[STUDY MATERIAL Boundary: Start]

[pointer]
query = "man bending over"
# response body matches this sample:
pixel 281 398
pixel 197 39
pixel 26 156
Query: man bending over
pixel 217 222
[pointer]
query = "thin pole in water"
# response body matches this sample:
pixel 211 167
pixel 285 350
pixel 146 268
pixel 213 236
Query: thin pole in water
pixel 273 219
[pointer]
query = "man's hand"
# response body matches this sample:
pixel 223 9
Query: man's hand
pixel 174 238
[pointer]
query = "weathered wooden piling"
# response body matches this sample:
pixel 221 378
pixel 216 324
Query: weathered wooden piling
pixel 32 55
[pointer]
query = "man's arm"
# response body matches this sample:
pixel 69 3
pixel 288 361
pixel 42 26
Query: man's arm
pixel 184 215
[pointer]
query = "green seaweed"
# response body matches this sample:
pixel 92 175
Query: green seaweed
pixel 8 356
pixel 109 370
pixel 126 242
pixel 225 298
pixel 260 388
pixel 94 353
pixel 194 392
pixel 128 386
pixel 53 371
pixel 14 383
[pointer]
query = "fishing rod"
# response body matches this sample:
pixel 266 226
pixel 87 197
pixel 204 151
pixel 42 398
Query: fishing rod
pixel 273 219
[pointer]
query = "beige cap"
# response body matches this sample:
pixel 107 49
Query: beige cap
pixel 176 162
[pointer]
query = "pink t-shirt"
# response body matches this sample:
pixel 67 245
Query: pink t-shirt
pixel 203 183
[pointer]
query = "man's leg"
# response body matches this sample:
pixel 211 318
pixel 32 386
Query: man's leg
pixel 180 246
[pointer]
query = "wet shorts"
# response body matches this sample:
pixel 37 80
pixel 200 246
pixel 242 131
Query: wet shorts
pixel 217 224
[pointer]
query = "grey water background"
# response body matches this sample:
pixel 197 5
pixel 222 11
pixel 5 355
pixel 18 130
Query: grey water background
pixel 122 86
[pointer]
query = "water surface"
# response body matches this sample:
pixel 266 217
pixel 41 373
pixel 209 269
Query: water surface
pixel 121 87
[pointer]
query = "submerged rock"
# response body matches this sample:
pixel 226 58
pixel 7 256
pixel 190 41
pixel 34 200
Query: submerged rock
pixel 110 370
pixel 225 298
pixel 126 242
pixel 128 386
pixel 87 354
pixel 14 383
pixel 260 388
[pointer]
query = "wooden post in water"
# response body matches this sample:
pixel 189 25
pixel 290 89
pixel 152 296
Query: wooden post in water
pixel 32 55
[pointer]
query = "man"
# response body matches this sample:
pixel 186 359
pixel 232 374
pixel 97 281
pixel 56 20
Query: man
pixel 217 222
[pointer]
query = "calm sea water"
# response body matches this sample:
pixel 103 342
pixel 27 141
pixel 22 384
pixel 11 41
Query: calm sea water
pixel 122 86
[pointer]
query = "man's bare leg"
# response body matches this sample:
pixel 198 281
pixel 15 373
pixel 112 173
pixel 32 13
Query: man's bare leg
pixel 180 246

[STUDY MATERIAL Boundary: End]

▸ REQUIREMENT:
Give back every entry, unchanged in any way.

▸ RESPONSE AREA:
[pointer]
query = "man bending over"
# response body matches this sample:
pixel 281 398
pixel 197 39
pixel 26 156
Query: man bending over
pixel 217 222
[pointer]
query = "thin pole in water"
# response body matches this sample:
pixel 211 167
pixel 285 350
pixel 146 268
pixel 213 236
Query: thin pole in water
pixel 273 219
[pointer]
query = "man's hand"
# response body matches this sample:
pixel 223 9
Query: man's hand
pixel 174 238
[pointer]
query = "weathered wooden piling"
# response body matches this sample:
pixel 221 378
pixel 216 324
Query: weathered wooden piling
pixel 32 55
[pointer]
query = "man's arm"
# response body matches this sample:
pixel 69 3
pixel 288 361
pixel 42 26
Query: man's arm
pixel 184 215
[pointer]
query = "green seaweed"
# response body matches this sample:
pixel 92 175
Query: green seaweed
pixel 8 356
pixel 109 370
pixel 126 242
pixel 225 298
pixel 260 388
pixel 94 353
pixel 194 392
pixel 128 386
pixel 53 371
pixel 14 383
[pointer]
query = "fishing rod"
# response body matches this sample:
pixel 266 226
pixel 87 197
pixel 204 151
pixel 42 398
Query: fishing rod
pixel 273 219
[pointer]
query = "beige cap"
# response body matches this sample:
pixel 107 49
Query: beige cap
pixel 176 162
[pointer]
query = "pink t-shirt"
# response body matches this sample:
pixel 67 245
Query: pink t-shirt
pixel 203 183
[pointer]
query = "man's leg"
# response body matches this sample:
pixel 211 318
pixel 32 386
Query: man's leg
pixel 180 246
[pointer]
query = "wet shorts"
# response body matches this sample:
pixel 37 80
pixel 200 246
pixel 242 131
Query: wet shorts
pixel 217 224
[pointer]
query = "grey water background"
# response body matches this sample:
pixel 197 5
pixel 222 11
pixel 5 355
pixel 18 130
Query: grey water background
pixel 122 86
[pointer]
query = "water surface"
# response body matches this sample:
pixel 266 217
pixel 41 373
pixel 209 269
Query: water surface
pixel 121 87
[pointer]
query = "submerged rock"
# response body matches this sample:
pixel 226 58
pixel 7 256
pixel 190 41
pixel 34 200
Query: submerged rock
pixel 110 370
pixel 225 298
pixel 126 242
pixel 128 386
pixel 87 354
pixel 14 383
pixel 260 388
[pointer]
query = "wooden post in water"
# response body matches this sample:
pixel 189 25
pixel 290 89
pixel 152 296
Query: wooden post in water
pixel 32 55
[pointer]
query = "man"
# response body matches this sample:
pixel 186 359
pixel 232 374
pixel 97 281
pixel 56 20
Query: man
pixel 217 222
[pointer]
query = "calm sea water"
# response body matches this sample:
pixel 103 342
pixel 27 141
pixel 22 384
pixel 11 41
Query: calm sea water
pixel 122 86
[pointer]
query = "man's bare leg"
# response body matches this sample:
pixel 198 281
pixel 15 373
pixel 112 173
pixel 32 13
Query: man's bare leg
pixel 180 246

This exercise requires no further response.